- _Aim_: Format every line of the material below as a Markdown table with two columns, Row and Line, and omit blank lines. Number the rows consecutively.

___ Excerpted data ___

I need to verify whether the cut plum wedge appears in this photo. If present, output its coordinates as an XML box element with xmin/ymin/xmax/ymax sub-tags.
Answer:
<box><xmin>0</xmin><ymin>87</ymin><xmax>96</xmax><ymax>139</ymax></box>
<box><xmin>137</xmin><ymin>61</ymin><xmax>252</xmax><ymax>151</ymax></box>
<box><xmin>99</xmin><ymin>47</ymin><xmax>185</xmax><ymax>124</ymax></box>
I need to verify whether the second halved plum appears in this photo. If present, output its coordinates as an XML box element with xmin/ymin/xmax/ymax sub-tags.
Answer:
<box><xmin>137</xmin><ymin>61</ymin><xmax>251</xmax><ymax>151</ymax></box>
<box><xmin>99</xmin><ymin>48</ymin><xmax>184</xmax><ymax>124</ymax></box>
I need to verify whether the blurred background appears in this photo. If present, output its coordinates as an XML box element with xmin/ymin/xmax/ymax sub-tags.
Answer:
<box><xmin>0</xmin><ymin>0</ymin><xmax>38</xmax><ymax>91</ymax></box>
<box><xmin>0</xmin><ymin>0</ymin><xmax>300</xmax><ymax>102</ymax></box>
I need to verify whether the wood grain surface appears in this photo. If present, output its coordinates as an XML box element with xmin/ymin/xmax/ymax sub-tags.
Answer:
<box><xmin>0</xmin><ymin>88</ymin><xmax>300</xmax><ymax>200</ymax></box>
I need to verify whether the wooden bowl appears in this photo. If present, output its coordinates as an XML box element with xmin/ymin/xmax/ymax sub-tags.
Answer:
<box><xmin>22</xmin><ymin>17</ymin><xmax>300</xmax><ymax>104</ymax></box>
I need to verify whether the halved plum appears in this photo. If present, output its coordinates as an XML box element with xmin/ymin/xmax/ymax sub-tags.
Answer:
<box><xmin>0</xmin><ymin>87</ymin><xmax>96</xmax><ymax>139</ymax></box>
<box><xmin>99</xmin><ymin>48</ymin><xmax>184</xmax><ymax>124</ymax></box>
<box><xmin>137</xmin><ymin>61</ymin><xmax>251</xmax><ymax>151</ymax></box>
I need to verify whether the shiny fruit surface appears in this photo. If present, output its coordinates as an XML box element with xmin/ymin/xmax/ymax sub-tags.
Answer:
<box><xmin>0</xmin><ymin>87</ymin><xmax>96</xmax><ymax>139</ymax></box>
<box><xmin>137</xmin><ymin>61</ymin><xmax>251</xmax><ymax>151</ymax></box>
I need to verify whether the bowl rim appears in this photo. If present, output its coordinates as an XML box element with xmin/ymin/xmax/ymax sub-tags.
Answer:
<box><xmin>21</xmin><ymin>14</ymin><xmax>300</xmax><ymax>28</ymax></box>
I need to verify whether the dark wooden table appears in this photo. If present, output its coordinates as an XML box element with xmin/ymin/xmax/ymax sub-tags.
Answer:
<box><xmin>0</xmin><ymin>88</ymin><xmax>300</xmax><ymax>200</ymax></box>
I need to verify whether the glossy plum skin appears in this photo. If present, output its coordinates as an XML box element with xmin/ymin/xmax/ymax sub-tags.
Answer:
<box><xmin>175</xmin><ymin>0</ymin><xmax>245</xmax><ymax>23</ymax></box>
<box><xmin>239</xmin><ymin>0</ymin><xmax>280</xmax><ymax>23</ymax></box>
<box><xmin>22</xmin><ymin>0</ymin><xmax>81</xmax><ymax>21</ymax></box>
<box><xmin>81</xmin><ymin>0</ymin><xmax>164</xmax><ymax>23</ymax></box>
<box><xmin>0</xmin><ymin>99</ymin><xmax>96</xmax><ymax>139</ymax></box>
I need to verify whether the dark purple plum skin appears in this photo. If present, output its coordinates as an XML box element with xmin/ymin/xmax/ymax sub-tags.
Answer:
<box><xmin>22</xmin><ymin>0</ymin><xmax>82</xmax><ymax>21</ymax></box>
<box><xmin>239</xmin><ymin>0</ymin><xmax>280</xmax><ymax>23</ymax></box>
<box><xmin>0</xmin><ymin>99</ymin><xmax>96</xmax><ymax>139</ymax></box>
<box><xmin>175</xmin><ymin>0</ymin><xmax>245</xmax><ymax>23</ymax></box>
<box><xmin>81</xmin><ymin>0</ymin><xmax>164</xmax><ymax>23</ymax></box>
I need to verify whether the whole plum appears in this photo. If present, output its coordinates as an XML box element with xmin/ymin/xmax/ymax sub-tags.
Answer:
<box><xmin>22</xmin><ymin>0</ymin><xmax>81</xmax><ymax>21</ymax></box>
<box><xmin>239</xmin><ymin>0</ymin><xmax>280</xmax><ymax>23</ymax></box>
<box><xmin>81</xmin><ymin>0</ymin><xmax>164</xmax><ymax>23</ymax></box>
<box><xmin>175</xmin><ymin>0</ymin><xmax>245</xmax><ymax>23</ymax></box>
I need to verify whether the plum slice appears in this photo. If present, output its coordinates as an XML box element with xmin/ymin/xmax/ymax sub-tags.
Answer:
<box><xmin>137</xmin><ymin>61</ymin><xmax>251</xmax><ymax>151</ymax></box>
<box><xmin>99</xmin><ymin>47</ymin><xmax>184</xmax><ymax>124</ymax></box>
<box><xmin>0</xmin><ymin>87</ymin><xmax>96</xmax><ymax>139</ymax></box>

___

- _Exercise response_:
| Row | Line |
|---|---|
| 1 | I need to verify whether the cut plum wedge appears in this photo. If present, output its coordinates as an XML box element with xmin/ymin/xmax/ymax sub-tags. |
| 2 | Answer: |
| 3 | <box><xmin>0</xmin><ymin>87</ymin><xmax>96</xmax><ymax>139</ymax></box> |
| 4 | <box><xmin>137</xmin><ymin>61</ymin><xmax>252</xmax><ymax>151</ymax></box> |
| 5 | <box><xmin>99</xmin><ymin>47</ymin><xmax>185</xmax><ymax>124</ymax></box> |
| 6 | I need to verify whether the second halved plum appears in this photo. If present, output its coordinates as an XML box element with xmin/ymin/xmax/ymax sub-tags. |
| 7 | Answer: |
| 8 | <box><xmin>137</xmin><ymin>61</ymin><xmax>251</xmax><ymax>151</ymax></box> |
| 9 | <box><xmin>99</xmin><ymin>48</ymin><xmax>184</xmax><ymax>124</ymax></box> |
| 10 | I need to verify whether the blurred background appears in this photo. If present, output its coordinates as an XML box element with xmin/ymin/xmax/ymax sub-tags. |
| 11 | Answer: |
| 12 | <box><xmin>0</xmin><ymin>0</ymin><xmax>38</xmax><ymax>91</ymax></box> |
| 13 | <box><xmin>0</xmin><ymin>0</ymin><xmax>300</xmax><ymax>102</ymax></box> |
| 14 | I need to verify whether the wood grain surface appears in this photo. If present, output its coordinates as an XML box element with xmin/ymin/xmax/ymax sub-tags. |
| 15 | Answer: |
| 16 | <box><xmin>0</xmin><ymin>88</ymin><xmax>300</xmax><ymax>200</ymax></box> |
| 17 | I need to verify whether the wooden bowl appears in this photo. If present, output its coordinates as an XML box element with xmin/ymin/xmax/ymax sub-tags. |
| 18 | Answer: |
| 19 | <box><xmin>22</xmin><ymin>17</ymin><xmax>300</xmax><ymax>104</ymax></box> |
| 20 | I need to verify whether the halved plum appears in this photo. If present, output its coordinates as an XML box element with xmin/ymin/xmax/ymax sub-tags. |
| 21 | Answer: |
| 22 | <box><xmin>0</xmin><ymin>87</ymin><xmax>96</xmax><ymax>139</ymax></box> |
| 23 | <box><xmin>99</xmin><ymin>48</ymin><xmax>184</xmax><ymax>124</ymax></box> |
| 24 | <box><xmin>137</xmin><ymin>61</ymin><xmax>251</xmax><ymax>151</ymax></box> |
| 25 | I need to verify whether the shiny fruit surface appears in this photo. If present, output its coordinates as an XML box element with xmin/ymin/xmax/ymax sub-tags. |
| 26 | Answer: |
| 27 | <box><xmin>0</xmin><ymin>87</ymin><xmax>96</xmax><ymax>139</ymax></box> |
| 28 | <box><xmin>137</xmin><ymin>61</ymin><xmax>251</xmax><ymax>151</ymax></box> |
| 29 | I need to verify whether the bowl rim appears in this photo. If present, output its coordinates as an XML box element with xmin/ymin/xmax/ymax sub-tags. |
| 30 | Answer: |
| 31 | <box><xmin>21</xmin><ymin>14</ymin><xmax>300</xmax><ymax>28</ymax></box> |
| 32 | I need to verify whether the dark wooden table appears in this photo. If present, output its coordinates as an XML box element with xmin/ymin/xmax/ymax sub-tags. |
| 33 | Answer: |
| 34 | <box><xmin>0</xmin><ymin>88</ymin><xmax>300</xmax><ymax>200</ymax></box> |
| 35 | I need to verify whether the glossy plum skin appears in this photo. If present, output its coordinates as an XML box element with xmin/ymin/xmax/ymax sub-tags. |
| 36 | Answer: |
| 37 | <box><xmin>175</xmin><ymin>0</ymin><xmax>245</xmax><ymax>23</ymax></box> |
| 38 | <box><xmin>239</xmin><ymin>0</ymin><xmax>280</xmax><ymax>23</ymax></box> |
| 39 | <box><xmin>22</xmin><ymin>0</ymin><xmax>81</xmax><ymax>21</ymax></box> |
| 40 | <box><xmin>81</xmin><ymin>0</ymin><xmax>164</xmax><ymax>23</ymax></box> |
| 41 | <box><xmin>0</xmin><ymin>99</ymin><xmax>96</xmax><ymax>139</ymax></box> |
| 42 | I need to verify whether the dark purple plum skin appears in this photo. If present, output its coordinates as an XML box element with xmin/ymin/xmax/ymax sub-tags. |
| 43 | Answer: |
| 44 | <box><xmin>22</xmin><ymin>0</ymin><xmax>82</xmax><ymax>21</ymax></box> |
| 45 | <box><xmin>239</xmin><ymin>0</ymin><xmax>280</xmax><ymax>23</ymax></box> |
| 46 | <box><xmin>0</xmin><ymin>99</ymin><xmax>96</xmax><ymax>139</ymax></box> |
| 47 | <box><xmin>175</xmin><ymin>0</ymin><xmax>245</xmax><ymax>23</ymax></box> |
| 48 | <box><xmin>81</xmin><ymin>0</ymin><xmax>164</xmax><ymax>23</ymax></box> |
| 49 | I need to verify whether the whole plum appears in this photo. If present, output its coordinates as an XML box element with xmin/ymin/xmax/ymax sub-tags. |
| 50 | Answer: |
| 51 | <box><xmin>22</xmin><ymin>0</ymin><xmax>81</xmax><ymax>21</ymax></box> |
| 52 | <box><xmin>239</xmin><ymin>0</ymin><xmax>280</xmax><ymax>23</ymax></box> |
| 53 | <box><xmin>81</xmin><ymin>0</ymin><xmax>164</xmax><ymax>23</ymax></box> |
| 54 | <box><xmin>175</xmin><ymin>0</ymin><xmax>245</xmax><ymax>23</ymax></box> |
| 55 | I need to verify whether the plum slice appears in this photo. If present, output its coordinates as an XML box element with xmin/ymin/xmax/ymax sub-tags. |
| 56 | Answer: |
| 57 | <box><xmin>137</xmin><ymin>61</ymin><xmax>251</xmax><ymax>151</ymax></box> |
| 58 | <box><xmin>99</xmin><ymin>47</ymin><xmax>184</xmax><ymax>124</ymax></box> |
| 59 | <box><xmin>0</xmin><ymin>87</ymin><xmax>96</xmax><ymax>139</ymax></box> |